:: INSTRUCTIONS FOR THE TASK ::
Return each line of the entries below that contains the string "coords".

------ RECORD EXCERPTS

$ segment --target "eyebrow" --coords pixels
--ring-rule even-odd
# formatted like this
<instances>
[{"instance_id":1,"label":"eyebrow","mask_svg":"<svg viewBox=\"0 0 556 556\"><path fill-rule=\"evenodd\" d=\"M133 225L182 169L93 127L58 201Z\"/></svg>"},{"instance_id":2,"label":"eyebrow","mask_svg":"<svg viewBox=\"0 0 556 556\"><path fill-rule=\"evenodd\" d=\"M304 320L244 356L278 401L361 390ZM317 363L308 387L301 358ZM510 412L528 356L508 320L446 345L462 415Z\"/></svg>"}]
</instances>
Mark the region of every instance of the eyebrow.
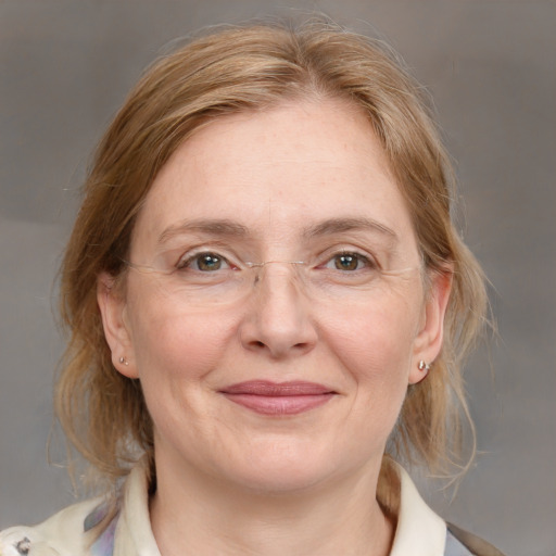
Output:
<instances>
[{"instance_id":1,"label":"eyebrow","mask_svg":"<svg viewBox=\"0 0 556 556\"><path fill-rule=\"evenodd\" d=\"M249 229L241 224L227 219L198 219L184 220L167 227L159 237L159 244L168 241L182 233L208 233L212 236L227 236L243 238L249 235Z\"/></svg>"},{"instance_id":2,"label":"eyebrow","mask_svg":"<svg viewBox=\"0 0 556 556\"><path fill-rule=\"evenodd\" d=\"M370 230L379 232L392 240L397 240L397 235L388 226L371 218L329 218L314 226L305 228L302 232L305 239L342 233L345 231ZM194 219L184 220L168 226L159 237L159 244L184 233L207 233L212 236L245 238L250 230L242 224L229 219Z\"/></svg>"},{"instance_id":3,"label":"eyebrow","mask_svg":"<svg viewBox=\"0 0 556 556\"><path fill-rule=\"evenodd\" d=\"M394 230L380 224L372 218L330 218L315 226L306 228L303 232L305 238L327 236L329 233L341 233L344 231L370 230L397 240Z\"/></svg>"}]
</instances>

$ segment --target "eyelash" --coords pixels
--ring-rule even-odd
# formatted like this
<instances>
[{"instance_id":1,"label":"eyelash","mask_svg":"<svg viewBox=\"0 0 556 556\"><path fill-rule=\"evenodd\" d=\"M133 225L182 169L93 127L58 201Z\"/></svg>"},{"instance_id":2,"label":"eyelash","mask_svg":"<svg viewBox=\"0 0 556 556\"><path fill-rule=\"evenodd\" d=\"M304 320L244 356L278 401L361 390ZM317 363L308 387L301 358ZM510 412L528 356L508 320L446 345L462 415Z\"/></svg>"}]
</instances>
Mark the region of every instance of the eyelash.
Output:
<instances>
[{"instance_id":1,"label":"eyelash","mask_svg":"<svg viewBox=\"0 0 556 556\"><path fill-rule=\"evenodd\" d=\"M185 257L181 257L178 263L176 264L176 269L177 270L187 270L187 269L190 269L190 270L194 270L194 271L199 271L199 273L210 273L210 270L202 270L200 268L192 268L192 264L198 261L198 266L199 266L199 262L201 261L201 257L213 257L213 258L217 258L219 262L224 263L225 265L227 265L228 268L225 268L225 269L237 269L238 267L236 265L233 265L232 263L229 262L228 258L226 258L225 256L220 255L218 252L216 251L199 251L197 253L192 253L190 254L189 256L185 256ZM339 257L354 257L356 258L357 261L357 268L354 268L354 269L345 269L345 271L350 271L350 273L355 273L355 271L361 271L363 270L364 268L368 268L368 269L375 269L375 268L378 268L379 265L376 263L376 261L368 256L368 255L364 255L363 253L358 253L357 251L348 251L348 250L343 250L343 251L340 251L340 252L336 252L336 253L332 253L326 261L325 263L320 264L320 265L317 265L316 268L323 268L323 269L331 269L333 270L334 268L329 268L328 265L333 263L334 260L338 260ZM362 263L364 265L364 268L359 268L359 263ZM336 265L334 265L336 266ZM216 268L216 270L220 270L222 268ZM340 270L342 271L341 268L338 268L338 266L336 266L336 269L337 270Z\"/></svg>"}]
</instances>

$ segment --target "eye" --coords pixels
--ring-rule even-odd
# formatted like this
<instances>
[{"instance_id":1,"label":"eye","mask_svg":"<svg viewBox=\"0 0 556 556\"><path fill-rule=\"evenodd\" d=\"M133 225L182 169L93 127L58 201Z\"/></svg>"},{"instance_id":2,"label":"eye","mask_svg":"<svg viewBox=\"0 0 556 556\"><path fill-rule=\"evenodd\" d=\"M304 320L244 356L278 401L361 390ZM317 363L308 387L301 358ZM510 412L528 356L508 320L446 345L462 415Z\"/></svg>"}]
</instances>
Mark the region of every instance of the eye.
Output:
<instances>
[{"instance_id":1,"label":"eye","mask_svg":"<svg viewBox=\"0 0 556 556\"><path fill-rule=\"evenodd\" d=\"M214 273L224 268L230 268L230 264L217 253L203 252L182 258L179 261L177 268L180 270L188 269L198 270L200 273Z\"/></svg>"},{"instance_id":2,"label":"eye","mask_svg":"<svg viewBox=\"0 0 556 556\"><path fill-rule=\"evenodd\" d=\"M327 263L327 267L331 268L330 265L332 264L337 270L344 271L361 270L362 268L372 266L368 257L359 253L339 253Z\"/></svg>"}]
</instances>

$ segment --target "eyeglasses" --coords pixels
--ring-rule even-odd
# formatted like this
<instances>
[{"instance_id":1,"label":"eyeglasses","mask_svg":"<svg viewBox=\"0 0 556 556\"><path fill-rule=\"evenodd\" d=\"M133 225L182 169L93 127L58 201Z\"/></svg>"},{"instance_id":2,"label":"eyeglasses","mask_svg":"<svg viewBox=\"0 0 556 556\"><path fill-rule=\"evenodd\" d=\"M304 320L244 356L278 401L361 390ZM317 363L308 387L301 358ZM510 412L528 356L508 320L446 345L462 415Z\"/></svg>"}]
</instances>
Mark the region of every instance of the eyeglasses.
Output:
<instances>
[{"instance_id":1,"label":"eyeglasses","mask_svg":"<svg viewBox=\"0 0 556 556\"><path fill-rule=\"evenodd\" d=\"M307 261L241 262L217 251L181 256L177 263L160 256L152 265L123 261L149 276L161 292L189 305L231 303L289 280L313 301L362 301L386 286L407 279L420 267L382 268L370 256L341 251Z\"/></svg>"}]
</instances>

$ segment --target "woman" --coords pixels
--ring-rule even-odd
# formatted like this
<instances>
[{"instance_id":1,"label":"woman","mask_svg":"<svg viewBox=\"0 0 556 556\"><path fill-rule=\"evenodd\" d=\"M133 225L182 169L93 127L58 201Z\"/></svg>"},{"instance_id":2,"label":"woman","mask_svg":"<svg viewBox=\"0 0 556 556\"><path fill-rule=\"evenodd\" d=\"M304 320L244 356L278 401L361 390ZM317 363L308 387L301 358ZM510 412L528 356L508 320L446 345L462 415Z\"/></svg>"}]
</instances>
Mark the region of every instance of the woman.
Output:
<instances>
[{"instance_id":1,"label":"woman","mask_svg":"<svg viewBox=\"0 0 556 556\"><path fill-rule=\"evenodd\" d=\"M323 24L150 68L62 267L58 413L112 495L2 555L500 554L394 462L446 469L485 305L418 91Z\"/></svg>"}]
</instances>

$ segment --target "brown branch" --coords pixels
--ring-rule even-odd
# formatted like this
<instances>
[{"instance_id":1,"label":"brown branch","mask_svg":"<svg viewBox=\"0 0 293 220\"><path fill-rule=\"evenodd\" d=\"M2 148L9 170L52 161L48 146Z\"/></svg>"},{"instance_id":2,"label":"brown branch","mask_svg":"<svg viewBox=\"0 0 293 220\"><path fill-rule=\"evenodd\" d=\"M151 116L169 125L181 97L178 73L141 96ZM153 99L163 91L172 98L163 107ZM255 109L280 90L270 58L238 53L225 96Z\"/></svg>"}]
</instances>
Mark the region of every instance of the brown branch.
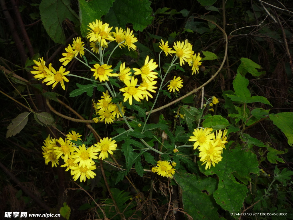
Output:
<instances>
[{"instance_id":1,"label":"brown branch","mask_svg":"<svg viewBox=\"0 0 293 220\"><path fill-rule=\"evenodd\" d=\"M27 195L34 200L40 207L41 207L47 211L50 212L52 212L51 208L44 203L42 201L35 195L30 190L24 186L23 185L23 183L19 180L3 164L0 162L0 167L10 177L11 179L16 183L23 191Z\"/></svg>"}]
</instances>

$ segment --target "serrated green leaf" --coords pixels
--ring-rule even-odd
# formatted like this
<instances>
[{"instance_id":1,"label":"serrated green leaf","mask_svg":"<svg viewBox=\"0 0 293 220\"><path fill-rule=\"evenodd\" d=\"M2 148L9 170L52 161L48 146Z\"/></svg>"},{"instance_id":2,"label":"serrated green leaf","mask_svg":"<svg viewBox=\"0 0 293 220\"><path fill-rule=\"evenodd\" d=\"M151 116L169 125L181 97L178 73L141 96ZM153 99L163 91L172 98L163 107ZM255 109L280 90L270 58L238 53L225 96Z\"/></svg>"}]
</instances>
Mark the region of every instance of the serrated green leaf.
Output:
<instances>
[{"instance_id":1,"label":"serrated green leaf","mask_svg":"<svg viewBox=\"0 0 293 220\"><path fill-rule=\"evenodd\" d=\"M256 156L251 152L241 149L224 150L221 155L222 161L210 170L205 170L205 164L198 161L200 171L206 175L217 174L219 178L218 189L213 194L218 204L230 212L240 212L248 192L246 186L237 182L232 173L236 172L241 176L245 177L250 173L259 172Z\"/></svg>"},{"instance_id":2,"label":"serrated green leaf","mask_svg":"<svg viewBox=\"0 0 293 220\"><path fill-rule=\"evenodd\" d=\"M288 144L292 146L293 144L293 112L271 114L270 119L285 134L288 139Z\"/></svg>"},{"instance_id":3,"label":"serrated green leaf","mask_svg":"<svg viewBox=\"0 0 293 220\"><path fill-rule=\"evenodd\" d=\"M231 125L228 120L219 115L210 116L202 122L204 128L211 128L214 130L226 128Z\"/></svg>"},{"instance_id":4,"label":"serrated green leaf","mask_svg":"<svg viewBox=\"0 0 293 220\"><path fill-rule=\"evenodd\" d=\"M151 2L147 0L119 0L113 4L109 13L104 17L109 26L125 28L128 23L133 25L135 31L142 31L151 23L154 17Z\"/></svg>"},{"instance_id":5,"label":"serrated green leaf","mask_svg":"<svg viewBox=\"0 0 293 220\"><path fill-rule=\"evenodd\" d=\"M109 12L113 6L115 0L92 0L87 2L85 0L79 0L80 31L84 37L88 32L86 30L90 23L96 22L96 19L101 20L101 17ZM115 30L112 30L115 31Z\"/></svg>"},{"instance_id":6,"label":"serrated green leaf","mask_svg":"<svg viewBox=\"0 0 293 220\"><path fill-rule=\"evenodd\" d=\"M224 219L219 217L219 206L212 195L217 186L215 179L189 173L175 173L174 177L182 189L184 209L194 219Z\"/></svg>"},{"instance_id":7,"label":"serrated green leaf","mask_svg":"<svg viewBox=\"0 0 293 220\"><path fill-rule=\"evenodd\" d=\"M63 207L60 208L60 210L59 211L61 215L67 220L69 219L69 217L70 216L71 211L71 209L70 209L70 207L66 204L66 202L64 202L63 204Z\"/></svg>"},{"instance_id":8,"label":"serrated green leaf","mask_svg":"<svg viewBox=\"0 0 293 220\"><path fill-rule=\"evenodd\" d=\"M265 74L266 71L259 72L256 69L262 69L261 67L248 58L243 57L240 58L241 63L239 65L237 70L237 72L240 73L244 76L248 72L251 73L253 76L258 77L260 75Z\"/></svg>"},{"instance_id":9,"label":"serrated green leaf","mask_svg":"<svg viewBox=\"0 0 293 220\"><path fill-rule=\"evenodd\" d=\"M70 7L70 0L42 0L39 9L43 25L56 43L65 44L62 23L66 18L79 26L78 16Z\"/></svg>"},{"instance_id":10,"label":"serrated green leaf","mask_svg":"<svg viewBox=\"0 0 293 220\"><path fill-rule=\"evenodd\" d=\"M28 120L28 115L30 112L23 112L11 120L7 126L8 130L6 133L6 138L14 136L20 132L25 126Z\"/></svg>"}]
</instances>

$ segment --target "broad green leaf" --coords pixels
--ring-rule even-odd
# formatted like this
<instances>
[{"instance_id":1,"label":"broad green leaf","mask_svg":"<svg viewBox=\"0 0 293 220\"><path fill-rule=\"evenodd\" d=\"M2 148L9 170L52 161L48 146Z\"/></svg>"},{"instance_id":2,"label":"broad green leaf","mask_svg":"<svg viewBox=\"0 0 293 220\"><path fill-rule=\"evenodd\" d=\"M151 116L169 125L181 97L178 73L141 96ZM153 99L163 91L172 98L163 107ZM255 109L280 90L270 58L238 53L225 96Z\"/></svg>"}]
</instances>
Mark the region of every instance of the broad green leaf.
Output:
<instances>
[{"instance_id":1,"label":"broad green leaf","mask_svg":"<svg viewBox=\"0 0 293 220\"><path fill-rule=\"evenodd\" d=\"M70 216L71 211L71 209L66 204L66 202L64 202L63 204L63 207L60 208L60 211L59 211L61 215L67 220L69 219L69 217Z\"/></svg>"},{"instance_id":2,"label":"broad green leaf","mask_svg":"<svg viewBox=\"0 0 293 220\"><path fill-rule=\"evenodd\" d=\"M200 166L201 171L205 175L216 174L219 178L218 189L213 194L217 203L230 212L240 212L248 192L246 186L237 182L233 173L239 176L247 176L250 173L259 172L256 155L251 152L238 149L223 150L222 161L212 165L210 170L205 170L205 164ZM199 165L202 162L198 161Z\"/></svg>"},{"instance_id":3,"label":"broad green leaf","mask_svg":"<svg viewBox=\"0 0 293 220\"><path fill-rule=\"evenodd\" d=\"M182 106L180 108L180 111L181 114L185 115L184 120L189 130L190 131L193 131L193 122L196 121L197 124L197 122L198 121L200 117L199 111L196 108L186 105Z\"/></svg>"},{"instance_id":4,"label":"broad green leaf","mask_svg":"<svg viewBox=\"0 0 293 220\"><path fill-rule=\"evenodd\" d=\"M86 30L90 23L96 22L96 20L101 20L101 17L108 12L110 7L113 6L115 0L92 0L86 1L85 0L79 0L79 18L80 21L80 31L84 37L86 36L88 31ZM112 31L115 31L112 29Z\"/></svg>"},{"instance_id":5,"label":"broad green leaf","mask_svg":"<svg viewBox=\"0 0 293 220\"><path fill-rule=\"evenodd\" d=\"M202 122L204 128L211 128L214 130L226 128L231 125L228 120L219 115L210 116Z\"/></svg>"},{"instance_id":6,"label":"broad green leaf","mask_svg":"<svg viewBox=\"0 0 293 220\"><path fill-rule=\"evenodd\" d=\"M11 120L11 123L7 127L8 130L6 133L6 138L20 132L28 123L28 115L30 114L30 112L23 112Z\"/></svg>"},{"instance_id":7,"label":"broad green leaf","mask_svg":"<svg viewBox=\"0 0 293 220\"><path fill-rule=\"evenodd\" d=\"M79 26L78 16L70 7L70 0L42 0L39 9L43 25L49 36L57 43L65 44L62 23L66 18Z\"/></svg>"},{"instance_id":8,"label":"broad green leaf","mask_svg":"<svg viewBox=\"0 0 293 220\"><path fill-rule=\"evenodd\" d=\"M271 114L270 119L281 129L288 139L288 144L293 144L293 112L281 112Z\"/></svg>"},{"instance_id":9,"label":"broad green leaf","mask_svg":"<svg viewBox=\"0 0 293 220\"><path fill-rule=\"evenodd\" d=\"M239 65L237 70L237 72L239 72L244 76L248 72L253 76L258 77L260 75L265 74L266 71L259 72L256 68L262 69L261 67L248 58L243 57L240 59L241 63Z\"/></svg>"},{"instance_id":10,"label":"broad green leaf","mask_svg":"<svg viewBox=\"0 0 293 220\"><path fill-rule=\"evenodd\" d=\"M148 0L119 0L113 4L104 20L111 27L117 26L125 28L128 23L133 25L135 31L142 31L151 23L153 9Z\"/></svg>"},{"instance_id":11,"label":"broad green leaf","mask_svg":"<svg viewBox=\"0 0 293 220\"><path fill-rule=\"evenodd\" d=\"M182 189L184 209L194 219L224 219L219 217L219 207L212 195L217 188L215 179L189 173L176 173L174 177Z\"/></svg>"},{"instance_id":12,"label":"broad green leaf","mask_svg":"<svg viewBox=\"0 0 293 220\"><path fill-rule=\"evenodd\" d=\"M70 92L69 94L69 97L74 97L81 95L84 92L86 92L88 95L91 97L93 96L93 88L96 87L99 91L103 92L105 91L103 87L100 85L98 85L96 83L94 82L93 82L93 84L88 84L87 85L81 85L76 83L76 85L79 88L74 89Z\"/></svg>"},{"instance_id":13,"label":"broad green leaf","mask_svg":"<svg viewBox=\"0 0 293 220\"><path fill-rule=\"evenodd\" d=\"M285 151L283 151L282 150L278 150L274 148L269 147L268 148L268 150L269 152L267 154L267 158L270 163L277 163L278 162L276 160L281 163L285 163L283 160L283 159L279 158L277 155L277 154L283 154L287 153L288 152L287 149L285 149Z\"/></svg>"},{"instance_id":14,"label":"broad green leaf","mask_svg":"<svg viewBox=\"0 0 293 220\"><path fill-rule=\"evenodd\" d=\"M54 119L51 114L45 111L40 113L34 113L40 121L44 124L51 125L54 123Z\"/></svg>"}]
</instances>

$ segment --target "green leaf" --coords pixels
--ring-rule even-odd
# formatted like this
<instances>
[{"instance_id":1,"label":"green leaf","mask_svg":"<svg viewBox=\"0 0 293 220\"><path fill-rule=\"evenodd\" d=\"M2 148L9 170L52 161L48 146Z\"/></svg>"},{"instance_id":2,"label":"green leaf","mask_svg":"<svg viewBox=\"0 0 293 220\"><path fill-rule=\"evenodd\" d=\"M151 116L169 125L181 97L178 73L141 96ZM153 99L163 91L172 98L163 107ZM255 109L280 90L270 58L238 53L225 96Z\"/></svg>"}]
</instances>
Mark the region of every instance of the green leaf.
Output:
<instances>
[{"instance_id":1,"label":"green leaf","mask_svg":"<svg viewBox=\"0 0 293 220\"><path fill-rule=\"evenodd\" d=\"M70 0L42 0L39 9L43 25L49 36L57 43L65 44L62 23L66 18L79 26L78 16L70 7Z\"/></svg>"},{"instance_id":2,"label":"green leaf","mask_svg":"<svg viewBox=\"0 0 293 220\"><path fill-rule=\"evenodd\" d=\"M205 164L200 166L201 172L205 175L216 174L219 178L218 189L213 194L218 204L230 212L240 212L243 203L248 192L246 186L237 182L233 173L235 172L241 177L250 173L258 174L259 172L256 155L251 152L246 152L241 149L224 150L221 155L222 161L211 166L210 170L205 170ZM202 163L198 161L199 165Z\"/></svg>"},{"instance_id":3,"label":"green leaf","mask_svg":"<svg viewBox=\"0 0 293 220\"><path fill-rule=\"evenodd\" d=\"M285 134L288 139L288 144L293 144L293 112L281 112L271 114L270 119Z\"/></svg>"},{"instance_id":4,"label":"green leaf","mask_svg":"<svg viewBox=\"0 0 293 220\"><path fill-rule=\"evenodd\" d=\"M202 122L204 128L211 128L214 130L226 128L231 125L228 120L219 115L210 116Z\"/></svg>"},{"instance_id":5,"label":"green leaf","mask_svg":"<svg viewBox=\"0 0 293 220\"><path fill-rule=\"evenodd\" d=\"M251 73L253 76L259 77L260 75L265 74L266 71L259 72L256 68L262 69L261 67L248 58L243 57L240 58L241 63L237 69L237 73L240 73L243 76L245 75L247 72Z\"/></svg>"},{"instance_id":6,"label":"green leaf","mask_svg":"<svg viewBox=\"0 0 293 220\"><path fill-rule=\"evenodd\" d=\"M194 219L224 219L219 217L219 206L212 195L217 187L216 179L189 173L176 173L174 177L182 190L184 209Z\"/></svg>"},{"instance_id":7,"label":"green leaf","mask_svg":"<svg viewBox=\"0 0 293 220\"><path fill-rule=\"evenodd\" d=\"M41 2L41 4L42 4ZM67 220L69 219L69 217L70 216L71 211L71 209L70 209L70 207L66 204L66 202L64 202L63 204L63 207L60 208L60 211L59 211L61 215Z\"/></svg>"},{"instance_id":8,"label":"green leaf","mask_svg":"<svg viewBox=\"0 0 293 220\"><path fill-rule=\"evenodd\" d=\"M11 120L11 123L7 127L8 130L6 133L6 138L20 132L28 123L28 115L30 114L30 112L23 112Z\"/></svg>"},{"instance_id":9,"label":"green leaf","mask_svg":"<svg viewBox=\"0 0 293 220\"><path fill-rule=\"evenodd\" d=\"M188 129L190 131L193 131L193 122L198 121L200 117L200 113L196 108L187 105L183 105L180 108L180 112L181 110L183 112L181 112L181 114L185 115L184 120Z\"/></svg>"},{"instance_id":10,"label":"green leaf","mask_svg":"<svg viewBox=\"0 0 293 220\"><path fill-rule=\"evenodd\" d=\"M93 96L93 88L95 87L96 87L99 91L101 91L101 90L103 90L103 91L104 89L103 87L98 85L96 83L94 82L93 82L93 84L88 84L87 85L81 85L76 83L76 85L79 88L74 89L70 92L69 94L69 97L74 97L81 95L84 92L86 92L88 95L91 97Z\"/></svg>"},{"instance_id":11,"label":"green leaf","mask_svg":"<svg viewBox=\"0 0 293 220\"><path fill-rule=\"evenodd\" d=\"M113 4L104 20L110 26L125 28L128 23L133 25L135 31L142 31L151 23L154 17L152 16L153 9L151 2L148 0L119 0Z\"/></svg>"},{"instance_id":12,"label":"green leaf","mask_svg":"<svg viewBox=\"0 0 293 220\"><path fill-rule=\"evenodd\" d=\"M115 0L92 0L87 2L79 0L80 31L84 37L86 36L88 31L86 30L90 23L96 22L96 19L101 20L101 17L109 12L113 6ZM115 30L112 30L115 31Z\"/></svg>"},{"instance_id":13,"label":"green leaf","mask_svg":"<svg viewBox=\"0 0 293 220\"><path fill-rule=\"evenodd\" d=\"M34 112L39 120L45 125L51 125L54 123L54 119L50 113L44 111L40 113Z\"/></svg>"},{"instance_id":14,"label":"green leaf","mask_svg":"<svg viewBox=\"0 0 293 220\"><path fill-rule=\"evenodd\" d=\"M277 156L277 154L283 154L287 153L288 152L288 150L285 149L285 151L283 151L282 150L276 150L274 148L269 147L268 148L268 150L269 152L268 152L267 154L267 158L268 160L270 161L270 163L277 163L278 162L276 160L277 160L279 162L281 163L285 163L283 159L280 158Z\"/></svg>"},{"instance_id":15,"label":"green leaf","mask_svg":"<svg viewBox=\"0 0 293 220\"><path fill-rule=\"evenodd\" d=\"M217 0L197 0L203 6L212 5Z\"/></svg>"}]
</instances>

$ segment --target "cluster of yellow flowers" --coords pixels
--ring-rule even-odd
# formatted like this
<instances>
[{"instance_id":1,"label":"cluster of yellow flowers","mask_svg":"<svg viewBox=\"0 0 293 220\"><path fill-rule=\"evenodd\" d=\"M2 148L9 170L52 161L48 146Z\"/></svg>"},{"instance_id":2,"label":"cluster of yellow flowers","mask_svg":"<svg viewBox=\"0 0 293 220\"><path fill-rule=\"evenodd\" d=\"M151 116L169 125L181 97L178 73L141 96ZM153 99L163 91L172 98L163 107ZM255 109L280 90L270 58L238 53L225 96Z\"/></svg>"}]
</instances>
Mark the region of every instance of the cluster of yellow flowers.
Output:
<instances>
[{"instance_id":1,"label":"cluster of yellow flowers","mask_svg":"<svg viewBox=\"0 0 293 220\"><path fill-rule=\"evenodd\" d=\"M92 145L87 148L83 144L78 148L71 141L81 140L79 137L81 135L73 131L71 132L72 134L70 132L68 134L64 140L62 138L52 138L49 135L45 140L45 146L42 147L43 157L46 165L50 162L52 163L52 167L54 166L57 167L61 157L64 161L64 164L61 167L67 167L66 171L70 170L70 174L73 176L74 180L80 177L81 182L85 182L86 177L93 178L96 175L92 171L96 169L92 159L98 158L96 156L98 154L97 152L100 152L98 158L104 160L108 157L108 153L113 154L112 151L116 150L117 145L115 143L115 141L107 137L100 140L97 144L94 144L94 147Z\"/></svg>"},{"instance_id":2,"label":"cluster of yellow flowers","mask_svg":"<svg viewBox=\"0 0 293 220\"><path fill-rule=\"evenodd\" d=\"M98 118L95 118L93 120L95 123L98 123L99 121L103 121L104 119L105 124L110 124L113 123L113 120L115 117L119 119L122 116L117 105L111 101L112 97L109 94L108 90L105 93L103 92L103 96L101 97L102 99L98 100L98 102L96 103L93 100L93 105L96 111L96 114L100 116ZM119 104L122 114L124 115L125 111L125 106L122 106L122 102Z\"/></svg>"},{"instance_id":3,"label":"cluster of yellow flowers","mask_svg":"<svg viewBox=\"0 0 293 220\"><path fill-rule=\"evenodd\" d=\"M194 129L193 132L194 136L191 136L188 140L190 141L195 141L193 144L193 149L195 149L199 145L200 150L199 157L201 158L200 161L206 163L205 169L211 168L211 164L215 166L215 163L222 160L223 158L221 155L223 153L223 148L226 148L225 144L227 143L227 131L225 130L224 132L221 130L216 132L215 136L214 132L211 133L213 129L206 128L197 128Z\"/></svg>"},{"instance_id":4,"label":"cluster of yellow flowers","mask_svg":"<svg viewBox=\"0 0 293 220\"><path fill-rule=\"evenodd\" d=\"M154 173L156 172L159 175L163 177L170 177L173 178L173 175L175 173L175 169L173 168L176 165L175 162L172 162L172 165L170 162L166 160L159 160L158 161L157 166L151 168L151 171Z\"/></svg>"}]
</instances>

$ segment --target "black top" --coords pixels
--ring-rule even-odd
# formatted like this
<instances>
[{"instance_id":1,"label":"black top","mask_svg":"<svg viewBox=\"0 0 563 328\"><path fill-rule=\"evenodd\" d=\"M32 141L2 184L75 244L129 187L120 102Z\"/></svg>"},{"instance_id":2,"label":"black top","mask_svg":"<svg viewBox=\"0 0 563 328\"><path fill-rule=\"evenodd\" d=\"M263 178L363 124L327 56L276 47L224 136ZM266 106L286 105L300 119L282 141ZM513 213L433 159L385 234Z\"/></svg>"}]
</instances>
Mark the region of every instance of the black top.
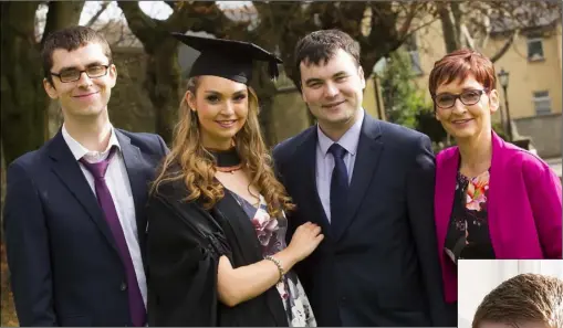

------------

:: RESPONSE BELOW ::
$ segment --target "eyebrow" --coords pixels
$ segment --target "eyelash" --coords pixels
$ segment --target "eye" --coords pixels
$ segment --target "eyeglasses" --coords pixels
$ segment --target "woman" --coords pixels
$ segment --target "brown branch" --coords pixels
$ segment --target "serrated green leaf" --coords pixels
$ segment --target "broad green leaf" --coords pixels
$ segment --target "green leaf" --coords pixels
$ segment --target "cluster of yellow flowers" --coords pixels
$ segment --target "black top" --coords pixels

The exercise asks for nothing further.